* [Stated goal 1]
Answer these questions from the Hudi thread:
(a) Whom does Nishith thank for describing the proposal in detail?
(b) On what date did Satish Kotha send his message?
(c) What does Sanjay's team currently use to run quality checks and sync the datasets between different DC/AZ?
* [Stated goal 2]
Find each line of the entries that contains the word "below", and copy those lines.

* [Source text]
────
Re: [DISCUSS] enable cross AZ consistency and quality checks of hudi datasets

2020-09-10 Thread nishith agarwal
+1 on the proposal. Thanks Sanjay for describing this in detail.
This feature can also help in eliminating file listing completely from HDFS
for hudi metadata information for use-cases that are very sensitive to file
listing.

Thanks,
Nishith

On Wed, Sep 9, 2020 at 4:59 PM Vinoth Chandar  wrote:

> Hi Sanjay,
>
> Overall the two proposals sound reasonable to me. Thanks for describing
> them so well.
> General comment, it seems like you are implementing multi AZ replication by
> matching commit times across AZs?
>
> I do want to name these properties to be consistent with other Hudi
> terminology. but we can work those out on the PR itself.
>
> > If the tool can't update all the HMS it will rollback the updated ones
> the tool can also fail midway after updating one of the HMS and we need to
> handle recovery etc?
>
> Thanks
> Vinoth
>
>
> On Tue, Sep 8, 2020 at 10:45 AM Satish Kotha  >
> wrote:
>
> > Hi folks,
> >
> > Any thoughts on this? At a high level, we want to change high
> > watermark commit through a property to perform pre-commit and post-commit
> > hooks. Is this useful for anyone else?
> >
> > On Thu, Sep 3, 2020 at 11:12 AM Sanjay Sundaresan 
> > wrote:
> >
> > > Hello folks,
> > >
> > > We have a use case to make sure data in the same hudi datasets stored
> in
> > > different DC ( for high availability / disaster recovery ) are strongly
> > > consistent as well as pass all quality checks before they can be
> consumed
> > > by users who we try to query them. Currently, we have an offline
> service
> > > that runs quality checks as well as asynchronously syncs the hudi
> > datasets
> > > between different DC/AZ but till the sync happens queries running in
> > these
> > > different DC see inconsistent results. For some of our most critical
> > > datasets this inconsistency is causing so many problems.
────
* [The records]
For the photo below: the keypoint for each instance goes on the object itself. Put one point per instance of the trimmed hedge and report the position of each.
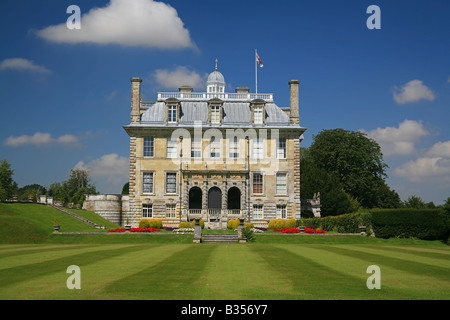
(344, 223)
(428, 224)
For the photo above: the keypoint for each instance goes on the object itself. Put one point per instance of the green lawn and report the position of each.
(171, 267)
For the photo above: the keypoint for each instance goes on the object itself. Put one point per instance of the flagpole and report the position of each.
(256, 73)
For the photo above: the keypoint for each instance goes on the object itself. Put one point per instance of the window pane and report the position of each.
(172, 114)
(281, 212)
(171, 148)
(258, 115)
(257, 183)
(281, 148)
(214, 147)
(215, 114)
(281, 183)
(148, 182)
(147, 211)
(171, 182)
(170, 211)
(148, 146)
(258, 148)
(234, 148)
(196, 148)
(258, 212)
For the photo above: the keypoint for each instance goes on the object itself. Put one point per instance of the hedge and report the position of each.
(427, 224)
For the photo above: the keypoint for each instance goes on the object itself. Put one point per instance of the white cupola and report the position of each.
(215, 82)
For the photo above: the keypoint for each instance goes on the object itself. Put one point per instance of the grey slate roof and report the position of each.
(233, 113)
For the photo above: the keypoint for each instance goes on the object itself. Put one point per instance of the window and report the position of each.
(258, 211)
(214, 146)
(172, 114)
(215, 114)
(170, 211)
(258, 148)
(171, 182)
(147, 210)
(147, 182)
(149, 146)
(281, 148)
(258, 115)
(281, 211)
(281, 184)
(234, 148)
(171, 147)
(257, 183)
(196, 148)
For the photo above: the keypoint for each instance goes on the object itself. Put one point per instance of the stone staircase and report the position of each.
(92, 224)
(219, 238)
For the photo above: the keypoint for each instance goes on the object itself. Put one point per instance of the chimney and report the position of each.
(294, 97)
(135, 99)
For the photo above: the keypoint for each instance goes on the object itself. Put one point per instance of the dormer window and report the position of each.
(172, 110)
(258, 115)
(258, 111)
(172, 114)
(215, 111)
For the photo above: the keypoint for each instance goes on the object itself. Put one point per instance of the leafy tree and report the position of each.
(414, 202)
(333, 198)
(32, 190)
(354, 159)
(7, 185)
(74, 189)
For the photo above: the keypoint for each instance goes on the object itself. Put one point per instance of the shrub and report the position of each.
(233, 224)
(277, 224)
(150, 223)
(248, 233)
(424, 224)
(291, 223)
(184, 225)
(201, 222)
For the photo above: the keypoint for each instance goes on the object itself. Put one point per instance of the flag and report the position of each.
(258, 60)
────
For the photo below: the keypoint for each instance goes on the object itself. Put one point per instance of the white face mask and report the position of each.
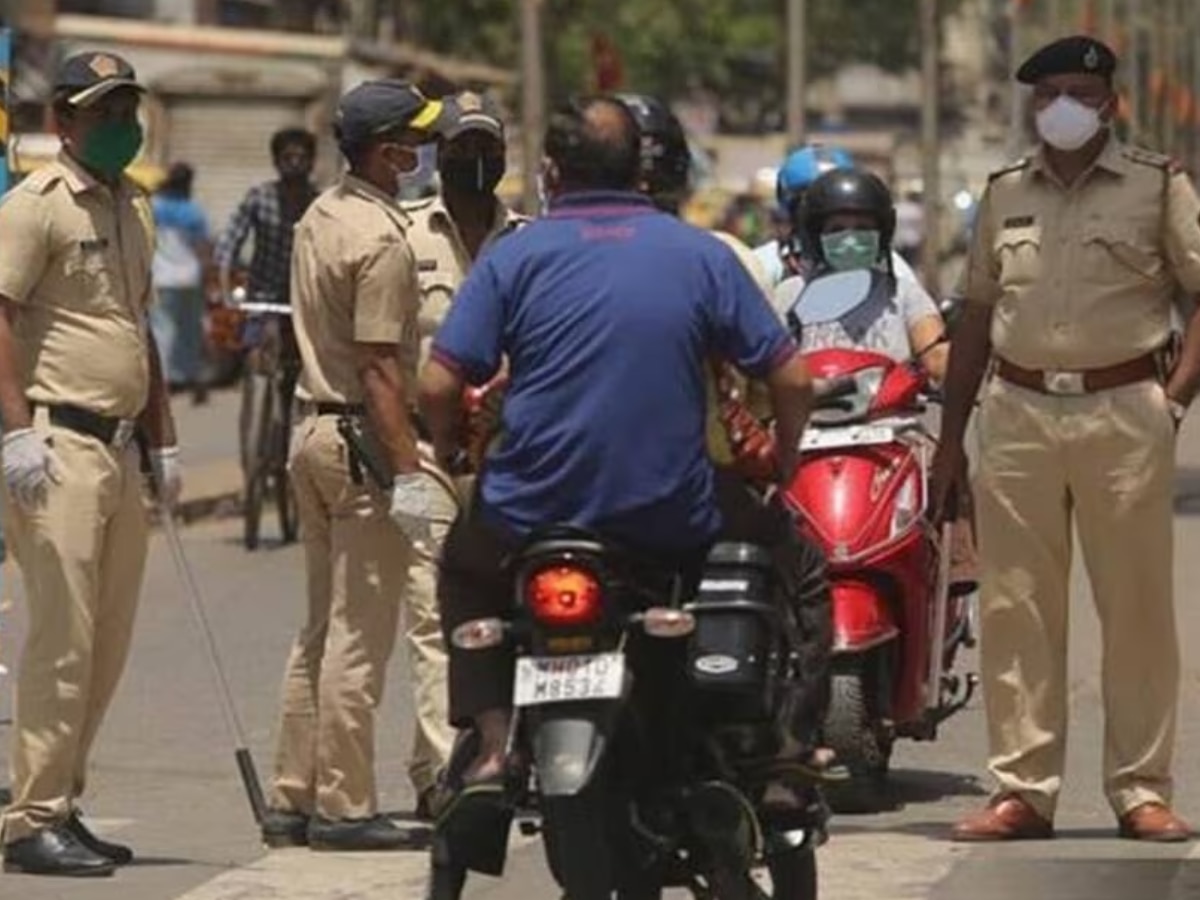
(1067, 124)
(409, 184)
────
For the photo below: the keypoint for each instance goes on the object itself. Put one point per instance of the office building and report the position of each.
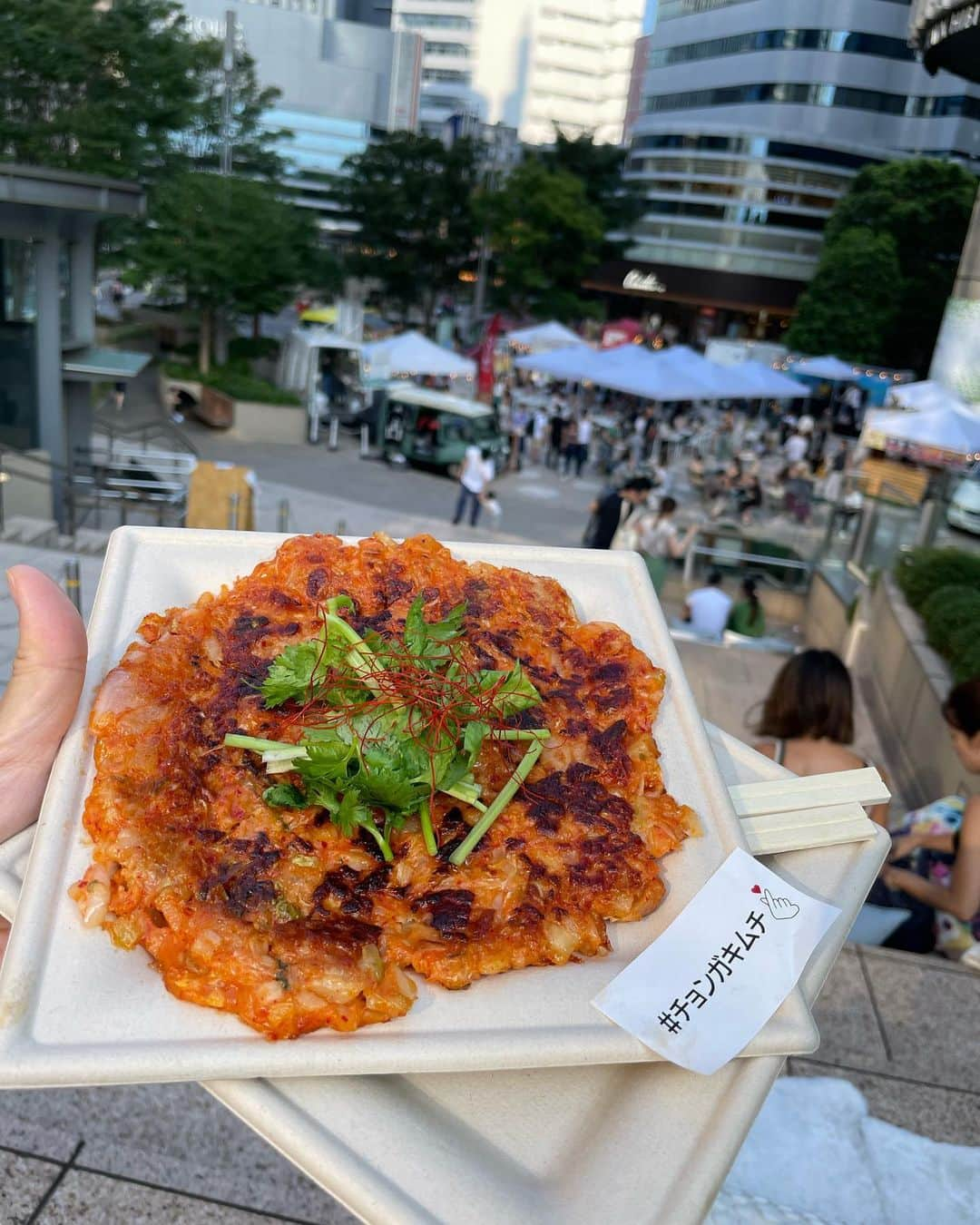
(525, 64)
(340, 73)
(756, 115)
────
* [Complete answer 1]
(a) Sanjay
(b) Tuesday, September 8, 2020
(c) An offline service

* [Complete answer 2]
For the photo below: the keypoint for each instance goes on the object itself. Put one point per instance of the trimmed hedge and report the position of each.
For the photo below: the keypoint for each instance goes on the object itself. Put one point per instance of the white face mask and report the position of each.
For the photo below: the keypoint for each instance goes on the object itself. Put one point per instance of the office building and report the position of each.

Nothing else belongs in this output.